My Type 1 Diabetes Diagnosis
I was diagnosed as an adult while living away from home. I had all the classic symptoms: the 4 T’s, but had no idea that they could be caused by an illness.
Type 1 Diabetes Symptoms
I couldn’t figure out why I was so thirsty but as far as I knew no one, who drank gallons of water, died from it. Running to the toilet to pee all the time made sense because I was drinking so much. I thought I was so tired because I was working part time unsociable hours and, in my mind, the dramatic weight loss (thin) was so impossible I decided it was all in my head.
I thought all the symptoms would all go away! Only a friend made an offhand remark about how I was drinking so much that it could actually be diabetes that I looked for medical help. By the time I was admitted to hospital I could barely stand, walk or talk and had lost so much weight I looked like a skeleton.
Within 15 minutes of arriving in A&E I was in an exam cubicle, blood drawn and hooked up to IV fluids. Forty-five minutes later the bag of fluids was empty and a new one went up.
By the following morning my life had changed forever and it took me several years to find my confidence to go back out into the world as an independent adult.
Had my friend not made that comment she doesn’t even remember who knows how many days would have passed before I was discovered unconscious in my bedroom, or worse. It’s a scary thought!!
Adults with Type 1 Diabetes - I hear you!
In the last fourteen years I’ve met so many other people with type 1 diabetes diagnosed in their late twenties, thirthies, forties and beyond who are made to feel so alone and isolated at diagnosis because they are told an adult diagnosis is rare. So they feel that they are different because other people with type 1 have lived their entire childhood with it.
I want you all to know that I know you are out there and encourage you to share your story.
Why is this important?
Under normal non Covid circumstances, early signs of Type 1 diabetes in adults are usually brushed off or mistaken for something else anyway with people often misdiagnosed.

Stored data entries
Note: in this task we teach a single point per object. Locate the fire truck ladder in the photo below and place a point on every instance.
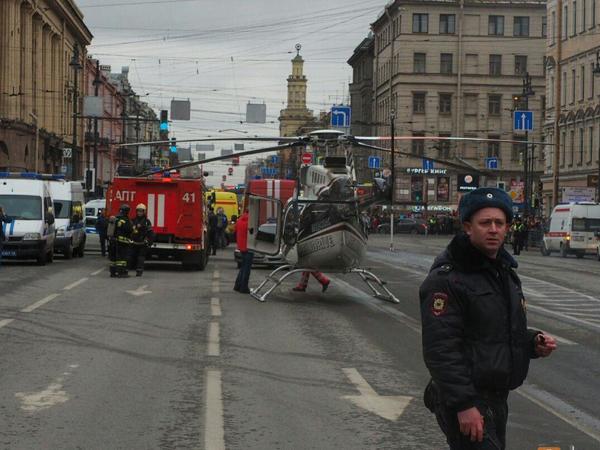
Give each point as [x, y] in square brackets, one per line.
[275, 278]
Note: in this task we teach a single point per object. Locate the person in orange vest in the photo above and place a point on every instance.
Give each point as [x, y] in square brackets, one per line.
[241, 237]
[303, 284]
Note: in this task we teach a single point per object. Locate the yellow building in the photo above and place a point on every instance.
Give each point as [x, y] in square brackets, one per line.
[38, 39]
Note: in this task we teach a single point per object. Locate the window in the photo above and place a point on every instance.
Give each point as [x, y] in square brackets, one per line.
[495, 65]
[419, 102]
[446, 63]
[419, 63]
[574, 32]
[520, 64]
[580, 159]
[493, 147]
[496, 25]
[544, 26]
[418, 146]
[471, 104]
[420, 23]
[494, 104]
[445, 103]
[447, 24]
[565, 26]
[521, 26]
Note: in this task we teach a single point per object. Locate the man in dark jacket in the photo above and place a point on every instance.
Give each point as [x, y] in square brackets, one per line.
[4, 219]
[476, 343]
[142, 237]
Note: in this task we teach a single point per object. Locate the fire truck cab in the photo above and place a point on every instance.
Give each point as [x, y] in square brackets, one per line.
[177, 211]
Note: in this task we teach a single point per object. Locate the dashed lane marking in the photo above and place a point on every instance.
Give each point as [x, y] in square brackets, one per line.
[215, 307]
[214, 426]
[73, 285]
[42, 302]
[214, 339]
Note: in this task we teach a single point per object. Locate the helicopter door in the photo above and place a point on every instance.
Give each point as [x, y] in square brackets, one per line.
[264, 225]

*Brief 1*
Answer these questions about the Type 1 diabetes account:
(a) What led the writer to seek medical help?
(b) What did the writer think was causing the tiredness?
(c) For how many years has the writer been meeting other people diagnosed with type 1 diabetes as adults?
*Brief 2*
Carry on the Type 1 diabetes account from its last sentence.

*Written answer 1*
(a) A friend made an offhand remark that the writer was drinking so much it could actually be diabetes.
(b) The writer thought it came from working part time, unsociable hours.
(c) Fourteen years.

*Written answer 2*
But we are living in covid times and we are not socialising as much as we normally would so it’s less likely that symptoms, especially in adults living alone, would be picked up.
We have no data on the rates of hospitalisation or DKA at diagnosis in adults.
Irish research published in 2020, showed that
54% of the type 1 diabetes diagnosis happen in people over the age of 35 years and
67% of people diagnosed with type 1 diabetes are over the age of 25 years
31% of those diagnoses were in people aged 0 - 24 years (Gajewska, 2020).
Source: Gajewska. K, 2020, Epidemiology of T1D in Ireland
The Irish study corroborates the 2017 research by the University of Exeter Medical School and UK BioBank revealed that 50% of all people diagnosed with type 1 diabetes were over the age of 30 years and findings from the few similar studies done that include all of the type 1 adult population as well as research from other countries. And incidences of misdiagnosis in adults are on the rise.
I wrote last summer on how ignoring this information puts many people in harm's way by reinforcing inaccurate information. And in addition to this I feel that type 1 diabetes symptom campaigns that ignore the fact that adults get type 1 diabetes makes those adults feel isolated and alienated from the diabetes community and may be reluctant to look for emotional and physical support. 😢 I expected more from diabetes organisations but am not surprised.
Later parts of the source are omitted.